SOURCE EXCERPT:
##############################
The northeastern United States is not where most would think to put a photovoltaic power plant. But one just started up in Pennsylvania this winter. It's delivering the watts, but at what cost?

5 min read

31 March 2009—John F. Kennedy once famously described Washington, D.C., as having all the charm of a northern industrial city and all the efficiency of a southern town. When it comes to solar energy, something of the same might be said of the adjoining mid-Atlantic states: They have winter days that are almost as short as New England’s and summer days that can be as humid as South Carolina’s. Yet this past winter, nestled in a Delaware River landfill that’s somewhat of a mecca of renewable energy, the largest photovoltaic (PV) plant east of Arizona came into operation. It’s doing a nice job of delivering electrons into the Pennsylvania–New Jersey–Maryland grid (the PJM Interconnection), but at a cost that’s a little hard to make sense of.
##############################
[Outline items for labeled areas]
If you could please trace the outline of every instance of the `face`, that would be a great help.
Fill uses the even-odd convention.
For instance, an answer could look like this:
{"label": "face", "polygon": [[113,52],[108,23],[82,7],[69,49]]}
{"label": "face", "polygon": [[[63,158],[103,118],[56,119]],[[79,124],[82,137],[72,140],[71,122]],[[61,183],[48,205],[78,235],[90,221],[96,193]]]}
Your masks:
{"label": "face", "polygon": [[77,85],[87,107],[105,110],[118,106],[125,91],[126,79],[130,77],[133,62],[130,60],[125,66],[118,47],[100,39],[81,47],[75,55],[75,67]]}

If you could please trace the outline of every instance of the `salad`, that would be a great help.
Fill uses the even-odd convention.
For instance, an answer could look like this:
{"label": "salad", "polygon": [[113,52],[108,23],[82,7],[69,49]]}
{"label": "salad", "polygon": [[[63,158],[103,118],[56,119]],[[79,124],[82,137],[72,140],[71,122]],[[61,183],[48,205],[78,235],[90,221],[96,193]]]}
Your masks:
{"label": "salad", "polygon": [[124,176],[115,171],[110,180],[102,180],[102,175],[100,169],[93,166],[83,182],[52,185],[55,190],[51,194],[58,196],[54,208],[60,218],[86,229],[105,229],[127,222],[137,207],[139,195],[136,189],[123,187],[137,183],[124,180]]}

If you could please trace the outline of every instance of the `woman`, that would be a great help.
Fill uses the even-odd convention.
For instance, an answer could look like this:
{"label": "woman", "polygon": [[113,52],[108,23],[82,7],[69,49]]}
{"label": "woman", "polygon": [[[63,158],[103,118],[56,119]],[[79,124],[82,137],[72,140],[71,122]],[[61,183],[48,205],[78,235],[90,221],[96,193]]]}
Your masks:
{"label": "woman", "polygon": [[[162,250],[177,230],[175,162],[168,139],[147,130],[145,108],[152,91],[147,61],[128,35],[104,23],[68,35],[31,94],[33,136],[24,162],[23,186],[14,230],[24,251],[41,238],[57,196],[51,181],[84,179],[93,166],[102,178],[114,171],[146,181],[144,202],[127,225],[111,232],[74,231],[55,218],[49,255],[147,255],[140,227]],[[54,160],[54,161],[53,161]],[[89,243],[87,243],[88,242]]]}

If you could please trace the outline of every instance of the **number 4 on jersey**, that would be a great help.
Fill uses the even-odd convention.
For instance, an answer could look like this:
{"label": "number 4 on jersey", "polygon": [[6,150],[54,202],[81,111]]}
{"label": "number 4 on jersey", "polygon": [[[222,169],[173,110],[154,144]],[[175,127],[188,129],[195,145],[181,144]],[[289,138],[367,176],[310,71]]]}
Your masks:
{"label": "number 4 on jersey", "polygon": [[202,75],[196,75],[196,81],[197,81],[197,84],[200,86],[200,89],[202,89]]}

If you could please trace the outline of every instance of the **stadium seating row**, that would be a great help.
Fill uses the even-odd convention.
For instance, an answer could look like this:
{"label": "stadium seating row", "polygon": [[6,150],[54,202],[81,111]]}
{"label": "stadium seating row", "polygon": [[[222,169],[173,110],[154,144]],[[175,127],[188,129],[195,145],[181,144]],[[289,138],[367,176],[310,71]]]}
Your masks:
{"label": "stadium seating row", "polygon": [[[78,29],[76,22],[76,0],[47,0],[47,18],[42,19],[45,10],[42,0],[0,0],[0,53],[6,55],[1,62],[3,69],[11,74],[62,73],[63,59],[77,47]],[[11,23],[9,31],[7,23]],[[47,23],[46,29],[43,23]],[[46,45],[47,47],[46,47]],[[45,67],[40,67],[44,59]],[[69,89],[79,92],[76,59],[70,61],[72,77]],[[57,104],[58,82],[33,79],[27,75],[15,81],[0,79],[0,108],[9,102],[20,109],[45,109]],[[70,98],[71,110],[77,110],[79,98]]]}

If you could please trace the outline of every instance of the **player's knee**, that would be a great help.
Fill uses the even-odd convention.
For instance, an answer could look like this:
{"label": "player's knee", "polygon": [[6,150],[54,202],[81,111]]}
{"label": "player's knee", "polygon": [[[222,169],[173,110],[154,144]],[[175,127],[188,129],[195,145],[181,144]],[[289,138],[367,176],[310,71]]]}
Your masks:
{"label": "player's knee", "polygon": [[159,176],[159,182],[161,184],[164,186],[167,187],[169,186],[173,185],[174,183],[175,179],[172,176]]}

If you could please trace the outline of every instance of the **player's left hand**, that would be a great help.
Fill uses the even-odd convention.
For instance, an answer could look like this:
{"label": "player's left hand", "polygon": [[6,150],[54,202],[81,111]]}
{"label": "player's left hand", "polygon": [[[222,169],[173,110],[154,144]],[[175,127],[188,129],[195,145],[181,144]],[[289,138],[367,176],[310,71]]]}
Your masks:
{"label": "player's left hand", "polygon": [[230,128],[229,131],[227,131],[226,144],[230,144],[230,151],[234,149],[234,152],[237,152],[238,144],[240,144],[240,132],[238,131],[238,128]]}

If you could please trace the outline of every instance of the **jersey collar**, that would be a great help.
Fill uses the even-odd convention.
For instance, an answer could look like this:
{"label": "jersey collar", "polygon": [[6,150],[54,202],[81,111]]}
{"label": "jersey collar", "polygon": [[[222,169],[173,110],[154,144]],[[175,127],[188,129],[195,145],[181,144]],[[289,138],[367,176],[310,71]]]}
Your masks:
##############################
In the excerpt about the Pennsylvania solar plant, swap "photovoltaic power plant" for "solar farm" and rewrite the passage starting at "The northeastern United" and ending at "at what cost?". These records have no connection to the text.

The northeastern United States is not where most would think to put a solar farm. But one just started up in Pennsylvania this winter. It's delivering the watts, but at what cost?